» **Text shown**
^^^^

Turkey's president says he used Russian influence to stop Syrian plans to reinforce Kurdish enclave
Erdogan said the Syrian deployment 'was seriously stopped yesterday... It was stopped' (AFP)

Turkey's president on Tuesday announced that a Turkish military siege on the northern Syrian town of Afrin was imminent, leading to increased fears that civilians in the densely populated urban centre could be at extreme risk.

"In the coming days quicker actions will be taken to lay siege to Afrin's city centre,” Recep Tayyip Erdogan told his party's MPs in parliament.

The announcement comes after reports over the weekend of a possible deal between the Syrian-Kurdish YPG and the Syrian central government to deploy Syrian army troops in the Afrin town centre to deter the Turkish advance.

Speaking to reporters after his speech in parliament, Erdogan said: "The [Syrian deployment] was seriously stopped yesterday... It was stopped."

In the coming days quicker actions will be taken to lay siege to Afrin's city centre

- Recep Tayyip Erdogan

Erdogan on Monday had spoken to his Russian and Iranian counterparts, Vladimir Putin and Hassan Rouhani, to discuss developments in Syria and Afrin.

"Yes, it was stopped after those talks,” Erdogan told reporters when asked if the YPG-Syrian government deal was scrapped after his conversations.

^^^^

» **Provided information**
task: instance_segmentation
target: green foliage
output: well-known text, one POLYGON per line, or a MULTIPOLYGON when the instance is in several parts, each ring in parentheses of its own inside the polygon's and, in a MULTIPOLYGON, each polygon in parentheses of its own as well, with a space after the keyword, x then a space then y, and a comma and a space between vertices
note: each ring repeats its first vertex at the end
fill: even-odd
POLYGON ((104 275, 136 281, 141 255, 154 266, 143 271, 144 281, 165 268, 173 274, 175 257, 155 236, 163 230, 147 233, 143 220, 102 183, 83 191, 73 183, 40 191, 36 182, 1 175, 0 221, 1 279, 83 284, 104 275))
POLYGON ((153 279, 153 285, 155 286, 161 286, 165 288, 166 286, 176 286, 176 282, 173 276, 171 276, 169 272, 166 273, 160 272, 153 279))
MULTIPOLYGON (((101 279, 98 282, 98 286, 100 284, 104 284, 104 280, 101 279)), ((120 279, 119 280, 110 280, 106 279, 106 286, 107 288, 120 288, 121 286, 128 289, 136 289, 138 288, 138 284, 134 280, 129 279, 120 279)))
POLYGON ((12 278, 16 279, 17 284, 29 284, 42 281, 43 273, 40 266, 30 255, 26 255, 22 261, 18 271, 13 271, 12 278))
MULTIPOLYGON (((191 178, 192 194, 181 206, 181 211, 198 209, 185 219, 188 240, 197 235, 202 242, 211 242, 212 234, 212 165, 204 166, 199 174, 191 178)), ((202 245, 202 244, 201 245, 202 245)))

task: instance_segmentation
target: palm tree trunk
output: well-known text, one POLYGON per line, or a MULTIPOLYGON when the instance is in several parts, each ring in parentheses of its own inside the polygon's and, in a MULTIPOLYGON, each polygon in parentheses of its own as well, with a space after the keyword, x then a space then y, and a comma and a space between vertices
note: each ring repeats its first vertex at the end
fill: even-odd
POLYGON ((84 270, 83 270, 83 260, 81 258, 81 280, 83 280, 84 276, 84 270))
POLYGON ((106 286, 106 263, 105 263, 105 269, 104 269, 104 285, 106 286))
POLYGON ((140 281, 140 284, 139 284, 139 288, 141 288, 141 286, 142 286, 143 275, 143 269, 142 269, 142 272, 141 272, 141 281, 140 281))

^^^^

» **What to work on**
a - From the Afrin siege article, extract the stretch from "Erdogan on Monday" through "after his conversations." and copy it word for word.
b - Answer these questions from the article on the Afrin siege:
(i) On which day did Turkey's president announce that the siege of Afrin was imminent?
(ii) Which two parties were reported to have a possible deal to deploy Syrian army troops in the Afrin town centre?
(iii) Which two leaders did Erdogan speak to on Monday?
c - Continue the article on Turkey's siege of Afrin from its last sentence.

» **Results of the tasks**
a -
Erdogan on Monday had spoken to his Russian and Iranian counterparts, Vladimir Putin and Hassan Rouhani, to discuss developments in Syria and Afrin.

"Yes, it was stopped after those talks,” Erdogan told reporters when asked if the YPG-Syrian government deal was scrapped after his conversations.

b -
(i) Tuesday.
(ii) The Syrian-Kurdish YPG and the Syrian central government.
(iii) Vladimir Putin and Hassan Rouhani.

c -
A meeting between Erdogan, Putin and Rouhani in Istanbul in April was also announced after these phone talks on Monday.  

Ibrahim Kalin, a Turkish presidential spokesman, on Tuesday called news of such a deal "propaganda” but did not rule entirely rule out such discussions.

"Regardless of who does what, operation Olive Branch will proceed determinedly as planned and attain its goals,” Kalin said in a tweet.

Olive Branch is the name of second military offensive Turkey has launched into northern Syria. It began more than a month ago and aims at clearing the Afrin region of PYD/YPG elements, which Ankara considers as the Syrian extension of its own PKK group. It lists the PKK as terrorist.

Turkish officials first responded to reports of such a deal by saying they wouldn't mind a Syrian army presence as long as it didn't try to protect the YPG.

"If the regime is entering there to cleanse the PKK and PYD, then there are no problems," Turkish foreign minister, Mevlut Cavusoglu, said. "However, if it comes in to defend the YPG, then nothing and nobody can stop us or Turkish soldiers."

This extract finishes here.